◆ **Exercise requirements**: Leaving out every line before the one with "red painted wood.", write out the rest of the records below exactly.

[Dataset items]
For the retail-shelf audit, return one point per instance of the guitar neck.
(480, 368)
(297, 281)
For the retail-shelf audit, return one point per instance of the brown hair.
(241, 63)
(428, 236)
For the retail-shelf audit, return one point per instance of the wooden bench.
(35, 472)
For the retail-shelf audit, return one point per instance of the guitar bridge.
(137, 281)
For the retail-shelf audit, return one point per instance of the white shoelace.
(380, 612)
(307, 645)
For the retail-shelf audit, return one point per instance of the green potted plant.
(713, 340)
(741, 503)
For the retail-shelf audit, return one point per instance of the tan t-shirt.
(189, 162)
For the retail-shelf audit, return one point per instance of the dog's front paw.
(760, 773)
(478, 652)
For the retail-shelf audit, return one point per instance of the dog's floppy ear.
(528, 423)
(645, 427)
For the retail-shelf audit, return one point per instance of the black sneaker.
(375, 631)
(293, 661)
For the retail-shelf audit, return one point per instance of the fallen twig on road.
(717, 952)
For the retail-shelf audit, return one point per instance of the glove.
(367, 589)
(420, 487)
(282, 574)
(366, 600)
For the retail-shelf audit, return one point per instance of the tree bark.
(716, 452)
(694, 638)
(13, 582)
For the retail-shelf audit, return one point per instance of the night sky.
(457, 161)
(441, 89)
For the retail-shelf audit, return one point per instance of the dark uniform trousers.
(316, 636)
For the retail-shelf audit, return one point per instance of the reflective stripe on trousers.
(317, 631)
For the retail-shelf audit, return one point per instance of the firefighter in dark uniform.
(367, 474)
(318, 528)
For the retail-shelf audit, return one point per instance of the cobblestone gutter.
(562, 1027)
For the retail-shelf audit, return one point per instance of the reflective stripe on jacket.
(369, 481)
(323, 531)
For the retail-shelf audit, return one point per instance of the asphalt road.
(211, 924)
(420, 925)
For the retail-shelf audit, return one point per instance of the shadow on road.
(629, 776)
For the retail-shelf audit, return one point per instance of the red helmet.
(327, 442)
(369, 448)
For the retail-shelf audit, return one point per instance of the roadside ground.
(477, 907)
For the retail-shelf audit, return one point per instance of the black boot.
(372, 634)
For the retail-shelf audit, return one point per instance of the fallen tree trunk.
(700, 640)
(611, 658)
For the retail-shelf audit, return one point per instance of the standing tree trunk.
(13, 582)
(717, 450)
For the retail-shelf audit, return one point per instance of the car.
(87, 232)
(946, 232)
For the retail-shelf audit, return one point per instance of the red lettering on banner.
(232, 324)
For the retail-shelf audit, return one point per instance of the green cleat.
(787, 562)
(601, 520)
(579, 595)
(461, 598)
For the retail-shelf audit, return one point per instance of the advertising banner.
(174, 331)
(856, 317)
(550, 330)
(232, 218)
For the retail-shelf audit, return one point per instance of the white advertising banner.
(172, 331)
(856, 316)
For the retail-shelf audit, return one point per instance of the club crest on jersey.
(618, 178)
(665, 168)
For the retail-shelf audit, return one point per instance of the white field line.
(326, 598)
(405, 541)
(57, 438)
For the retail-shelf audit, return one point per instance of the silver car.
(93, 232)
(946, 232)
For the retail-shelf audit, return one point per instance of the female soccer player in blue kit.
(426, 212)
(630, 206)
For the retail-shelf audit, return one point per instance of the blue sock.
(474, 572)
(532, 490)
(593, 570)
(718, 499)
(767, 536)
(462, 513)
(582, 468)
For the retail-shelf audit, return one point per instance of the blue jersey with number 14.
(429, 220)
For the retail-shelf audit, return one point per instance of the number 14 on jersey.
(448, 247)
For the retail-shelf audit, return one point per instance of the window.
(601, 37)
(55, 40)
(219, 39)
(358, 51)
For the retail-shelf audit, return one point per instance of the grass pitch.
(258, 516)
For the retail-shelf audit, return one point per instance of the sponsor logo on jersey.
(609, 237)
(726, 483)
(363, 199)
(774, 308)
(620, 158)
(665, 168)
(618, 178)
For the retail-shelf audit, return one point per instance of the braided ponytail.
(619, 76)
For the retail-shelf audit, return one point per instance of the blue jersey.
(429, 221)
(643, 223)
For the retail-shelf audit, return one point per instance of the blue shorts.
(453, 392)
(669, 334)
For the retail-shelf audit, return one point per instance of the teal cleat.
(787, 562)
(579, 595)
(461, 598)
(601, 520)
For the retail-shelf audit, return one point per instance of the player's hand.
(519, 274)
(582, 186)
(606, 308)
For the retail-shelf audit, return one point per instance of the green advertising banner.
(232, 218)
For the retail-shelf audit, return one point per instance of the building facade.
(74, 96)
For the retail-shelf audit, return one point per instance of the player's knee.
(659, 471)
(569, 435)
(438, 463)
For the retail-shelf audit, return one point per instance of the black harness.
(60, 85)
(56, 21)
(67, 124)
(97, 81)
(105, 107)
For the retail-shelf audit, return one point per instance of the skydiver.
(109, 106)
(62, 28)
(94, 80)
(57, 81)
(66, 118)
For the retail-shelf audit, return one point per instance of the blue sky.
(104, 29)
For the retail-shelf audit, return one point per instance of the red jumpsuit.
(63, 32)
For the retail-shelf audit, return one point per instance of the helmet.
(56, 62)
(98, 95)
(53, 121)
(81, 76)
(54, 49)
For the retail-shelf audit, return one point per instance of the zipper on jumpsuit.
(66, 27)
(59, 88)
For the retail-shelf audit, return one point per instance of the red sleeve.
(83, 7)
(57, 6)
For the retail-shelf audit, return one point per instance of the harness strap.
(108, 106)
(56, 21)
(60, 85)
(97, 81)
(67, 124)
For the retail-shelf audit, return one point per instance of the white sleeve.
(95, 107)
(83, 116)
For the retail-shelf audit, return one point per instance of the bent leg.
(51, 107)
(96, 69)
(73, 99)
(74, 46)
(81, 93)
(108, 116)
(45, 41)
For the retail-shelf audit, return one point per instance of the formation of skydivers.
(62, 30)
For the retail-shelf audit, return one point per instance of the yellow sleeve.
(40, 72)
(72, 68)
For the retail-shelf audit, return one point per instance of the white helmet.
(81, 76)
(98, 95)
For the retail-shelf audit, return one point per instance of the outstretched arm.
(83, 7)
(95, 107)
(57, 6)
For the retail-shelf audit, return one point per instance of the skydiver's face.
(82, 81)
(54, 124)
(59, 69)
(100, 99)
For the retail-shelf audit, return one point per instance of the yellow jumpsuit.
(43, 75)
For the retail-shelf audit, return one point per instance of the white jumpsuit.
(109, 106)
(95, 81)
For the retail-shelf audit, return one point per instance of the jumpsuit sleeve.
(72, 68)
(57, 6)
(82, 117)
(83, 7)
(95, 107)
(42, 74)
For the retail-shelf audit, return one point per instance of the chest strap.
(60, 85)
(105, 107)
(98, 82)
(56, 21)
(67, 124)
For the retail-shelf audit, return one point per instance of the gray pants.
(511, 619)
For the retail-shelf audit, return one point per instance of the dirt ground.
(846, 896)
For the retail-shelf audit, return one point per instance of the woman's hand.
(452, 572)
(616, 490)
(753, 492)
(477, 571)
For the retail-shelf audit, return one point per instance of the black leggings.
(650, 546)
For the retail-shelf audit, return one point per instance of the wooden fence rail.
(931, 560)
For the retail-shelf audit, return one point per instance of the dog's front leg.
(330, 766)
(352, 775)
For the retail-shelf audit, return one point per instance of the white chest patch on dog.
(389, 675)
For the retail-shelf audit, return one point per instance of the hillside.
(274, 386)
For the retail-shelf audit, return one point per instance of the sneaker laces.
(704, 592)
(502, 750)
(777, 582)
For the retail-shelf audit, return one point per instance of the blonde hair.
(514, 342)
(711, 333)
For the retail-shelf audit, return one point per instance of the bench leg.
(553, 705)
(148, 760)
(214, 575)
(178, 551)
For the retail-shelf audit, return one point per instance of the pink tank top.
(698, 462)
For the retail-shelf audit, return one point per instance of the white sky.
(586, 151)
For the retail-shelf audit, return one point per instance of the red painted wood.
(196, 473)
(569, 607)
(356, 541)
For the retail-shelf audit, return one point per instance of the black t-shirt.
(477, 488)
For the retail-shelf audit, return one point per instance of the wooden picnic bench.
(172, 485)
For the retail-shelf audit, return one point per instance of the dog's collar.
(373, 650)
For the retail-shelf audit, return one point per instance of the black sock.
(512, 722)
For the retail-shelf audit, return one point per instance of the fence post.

◆ **Exercise solution**:
For the retail-shelf audit, return one point per instance of the red painted wood.
(196, 473)
(569, 607)
(356, 541)
For the retail-shelf audit, return one point per instance of the black t-shirt.
(477, 488)
For the retail-shelf audit, return one point per instance of the wooden picnic bench.
(172, 485)
For the retail-shelf audit, return one point per instance of the dog's collar.
(373, 650)
For the retail-shelf audit, return one point per instance of the black sock.
(512, 722)
For the retail-shelf audit, return one point per instance of the fence post.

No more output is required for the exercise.